§ Source data
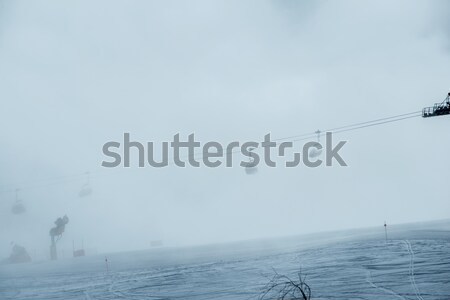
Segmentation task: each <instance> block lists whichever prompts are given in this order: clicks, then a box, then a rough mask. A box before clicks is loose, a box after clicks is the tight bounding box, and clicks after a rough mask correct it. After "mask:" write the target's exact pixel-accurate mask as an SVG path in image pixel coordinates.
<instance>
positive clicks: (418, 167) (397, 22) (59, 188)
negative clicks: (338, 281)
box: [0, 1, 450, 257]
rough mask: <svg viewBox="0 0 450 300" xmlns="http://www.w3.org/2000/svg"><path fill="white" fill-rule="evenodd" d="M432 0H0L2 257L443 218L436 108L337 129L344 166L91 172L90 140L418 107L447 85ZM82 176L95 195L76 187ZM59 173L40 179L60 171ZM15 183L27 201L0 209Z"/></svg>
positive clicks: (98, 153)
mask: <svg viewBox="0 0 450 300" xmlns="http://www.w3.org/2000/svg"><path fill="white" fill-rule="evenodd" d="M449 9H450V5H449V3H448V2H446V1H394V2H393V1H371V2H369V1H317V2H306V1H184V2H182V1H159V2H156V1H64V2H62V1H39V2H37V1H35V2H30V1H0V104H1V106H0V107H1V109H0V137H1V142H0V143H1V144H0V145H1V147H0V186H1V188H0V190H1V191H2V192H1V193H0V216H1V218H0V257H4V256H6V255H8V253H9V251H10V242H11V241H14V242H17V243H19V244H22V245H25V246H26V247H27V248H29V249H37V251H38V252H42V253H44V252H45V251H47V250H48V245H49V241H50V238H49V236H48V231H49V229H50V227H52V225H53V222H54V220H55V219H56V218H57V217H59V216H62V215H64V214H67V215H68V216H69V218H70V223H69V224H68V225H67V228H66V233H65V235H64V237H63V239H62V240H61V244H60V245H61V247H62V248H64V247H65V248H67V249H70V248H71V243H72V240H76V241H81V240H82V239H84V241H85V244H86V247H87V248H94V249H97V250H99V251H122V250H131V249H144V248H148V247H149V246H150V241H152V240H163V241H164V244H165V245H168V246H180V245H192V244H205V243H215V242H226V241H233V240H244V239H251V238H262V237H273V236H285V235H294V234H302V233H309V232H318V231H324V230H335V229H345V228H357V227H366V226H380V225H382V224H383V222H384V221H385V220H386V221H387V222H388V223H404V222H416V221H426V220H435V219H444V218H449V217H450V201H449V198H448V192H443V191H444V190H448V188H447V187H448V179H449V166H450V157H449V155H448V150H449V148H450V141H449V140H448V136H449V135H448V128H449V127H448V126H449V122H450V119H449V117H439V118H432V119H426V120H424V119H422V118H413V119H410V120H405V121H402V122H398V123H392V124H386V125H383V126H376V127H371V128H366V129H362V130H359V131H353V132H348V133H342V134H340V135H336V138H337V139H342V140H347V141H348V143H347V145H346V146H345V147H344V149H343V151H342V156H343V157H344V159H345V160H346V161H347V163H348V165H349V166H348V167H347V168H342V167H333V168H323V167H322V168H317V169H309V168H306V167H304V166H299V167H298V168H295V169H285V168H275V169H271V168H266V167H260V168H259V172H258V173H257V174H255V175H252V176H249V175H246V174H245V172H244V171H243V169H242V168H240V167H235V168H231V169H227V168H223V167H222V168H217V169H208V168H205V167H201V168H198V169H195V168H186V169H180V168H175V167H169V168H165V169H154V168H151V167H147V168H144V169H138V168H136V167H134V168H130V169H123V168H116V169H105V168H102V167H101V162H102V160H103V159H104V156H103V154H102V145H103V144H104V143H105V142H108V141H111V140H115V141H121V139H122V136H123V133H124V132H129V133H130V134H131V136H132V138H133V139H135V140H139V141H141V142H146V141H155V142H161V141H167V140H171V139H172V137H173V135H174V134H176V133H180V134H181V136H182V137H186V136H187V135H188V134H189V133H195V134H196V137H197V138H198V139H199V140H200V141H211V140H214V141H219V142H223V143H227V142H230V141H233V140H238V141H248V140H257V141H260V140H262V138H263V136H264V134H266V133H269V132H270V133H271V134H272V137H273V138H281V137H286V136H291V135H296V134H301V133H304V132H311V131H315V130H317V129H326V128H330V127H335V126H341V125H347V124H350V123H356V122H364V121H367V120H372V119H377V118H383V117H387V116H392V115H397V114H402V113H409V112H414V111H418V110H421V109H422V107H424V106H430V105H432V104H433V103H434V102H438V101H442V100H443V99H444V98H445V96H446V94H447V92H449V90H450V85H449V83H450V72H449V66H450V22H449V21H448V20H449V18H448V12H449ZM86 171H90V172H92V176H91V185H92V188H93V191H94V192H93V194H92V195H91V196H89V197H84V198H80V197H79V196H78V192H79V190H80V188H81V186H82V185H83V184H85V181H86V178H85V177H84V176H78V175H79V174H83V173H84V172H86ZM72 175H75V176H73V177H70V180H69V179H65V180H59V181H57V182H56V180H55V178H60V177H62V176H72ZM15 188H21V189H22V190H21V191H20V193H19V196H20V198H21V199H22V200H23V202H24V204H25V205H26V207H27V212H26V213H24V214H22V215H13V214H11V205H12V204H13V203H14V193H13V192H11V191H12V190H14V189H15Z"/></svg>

§ Your assignment
Retype every record as it stands. None of the pictures should appear.

§ Result of the exercise
Segmentation task: each <instance> block lists whichever prompts are given in this order: clicks, then a box, then a rough mask. A box before clicks is loose, a box after clicks is the tight bounding box, and clicks after a rough mask correct it. After "mask:" write the target's exact pixel-accurate mask as an SVG path in image pixel coordinates.
<instance>
positive clicks: (418, 167) (397, 22) (59, 188)
negative clicks: (338, 281)
box: [0, 1, 450, 257]
rough mask: <svg viewBox="0 0 450 300" xmlns="http://www.w3.org/2000/svg"><path fill="white" fill-rule="evenodd" d="M432 0H0L2 257L443 218L436 108L337 129L344 166L91 172L90 140L418 107L447 85ZM82 176L95 195L76 187ZM59 173L40 179L60 171ZM15 183L27 201L0 209Z"/></svg>
positive clicks: (98, 153)
mask: <svg viewBox="0 0 450 300" xmlns="http://www.w3.org/2000/svg"><path fill="white" fill-rule="evenodd" d="M449 9H450V5H449V3H448V2H446V1H394V2H393V1H371V2H369V1H317V2H306V1H184V2H182V1H159V2H156V1H64V2H62V1H39V2H37V1H35V2H30V1H0V104H1V106H0V107H1V109H0V137H1V142H0V143H1V144H0V145H1V147H0V186H1V188H0V190H1V191H2V192H1V193H0V216H1V218H0V257H4V256H6V255H8V253H9V251H10V242H11V241H14V242H17V243H19V244H22V245H25V246H26V247H27V248H29V249H37V251H38V252H42V253H44V252H45V251H47V250H48V245H49V241H50V238H49V236H48V231H49V229H50V227H52V225H53V222H54V220H55V219H56V218H57V217H59V216H62V215H64V214H67V215H68V216H69V218H70V223H69V224H68V225H67V228H66V233H65V235H64V237H63V239H62V240H61V244H60V245H61V247H62V248H64V247H65V248H67V249H70V248H71V243H72V240H76V241H81V240H82V239H84V241H85V244H86V247H87V248H94V249H97V250H99V251H122V250H131V249H144V248H148V247H149V246H150V241H152V240H163V241H164V244H165V245H168V246H180V245H192V244H205V243H215V242H226V241H233V240H244V239H251V238H262V237H273V236H285V235H294V234H302V233H309V232H318V231H324V230H335V229H345V228H357V227H366V226H380V225H382V224H383V222H384V221H385V220H386V221H387V222H388V223H404V222H416V221H426V220H435V219H444V218H449V217H450V201H449V198H448V192H443V191H444V190H448V188H447V187H448V179H449V166H450V157H449V155H448V150H449V148H450V141H449V140H448V136H449V135H448V128H449V127H448V126H449V122H450V119H449V117H439V118H432V119H426V120H424V119H422V118H413V119H410V120H405V121H402V122H398V123H392V124H386V125H383V126H376V127H371V128H366V129H362V130H359V131H353V132H348V133H342V134H340V135H336V138H337V139H342V140H347V141H348V143H347V145H346V146H345V147H344V149H343V151H342V156H343V157H344V159H345V160H346V161H347V163H348V165H349V166H348V167H347V168H342V167H333V168H323V167H322V168H317V169H309V168H306V167H304V166H299V167H298V168H295V169H285V168H275V169H271V168H266V167H260V168H259V172H258V173H257V174H255V175H252V176H249V175H246V174H245V172H244V171H243V169H242V168H240V167H235V168H231V169H227V168H223V167H222V168H217V169H208V168H205V167H201V168H198V169H195V168H186V169H180V168H175V167H169V168H165V169H154V168H151V167H147V168H144V169H138V168H136V167H134V168H130V169H123V168H116V169H105V168H102V167H101V162H102V160H103V159H104V156H103V154H102V145H103V144H104V143H105V142H108V141H111V140H115V141H121V139H122V136H123V133H124V132H129V133H130V134H131V136H132V138H133V139H135V140H139V141H141V142H146V141H155V142H161V141H167V140H171V139H172V137H173V135H174V134H176V133H180V134H181V136H182V137H186V136H187V135H188V134H189V133H195V134H196V137H197V138H198V139H199V140H200V141H211V140H214V141H219V142H223V143H227V142H230V141H233V140H238V141H248V140H257V141H260V140H262V138H263V136H264V134H266V133H269V132H270V133H271V134H272V137H273V138H281V137H286V136H291V135H296V134H301V133H304V132H311V131H315V130H317V129H326V128H330V127H335V126H341V125H347V124H350V123H356V122H364V121H367V120H372V119H377V118H383V117H387V116H392V115H397V114H402V113H409V112H414V111H418V110H421V109H422V107H424V106H430V105H432V104H433V103H434V102H438V101H442V100H443V99H444V98H445V96H446V94H447V92H449V90H450V85H449V83H450V72H449V66H450V22H449V21H448V20H449V18H448V12H449ZM86 171H90V172H92V176H91V185H92V188H93V191H94V192H93V194H92V195H91V196H89V197H84V198H80V197H79V196H78V192H79V190H80V188H81V186H82V185H83V184H85V181H86V178H85V177H84V176H78V175H79V174H83V173H84V172H86ZM72 175H75V176H73V177H70V180H69V179H65V180H59V181H57V182H56V180H55V178H60V177H62V176H72ZM15 188H21V189H22V190H21V191H20V193H19V196H20V198H21V199H22V200H23V202H24V204H25V205H26V207H27V212H26V213H24V214H22V215H13V214H11V205H12V204H13V203H14V193H13V192H11V191H12V190H14V189H15Z"/></svg>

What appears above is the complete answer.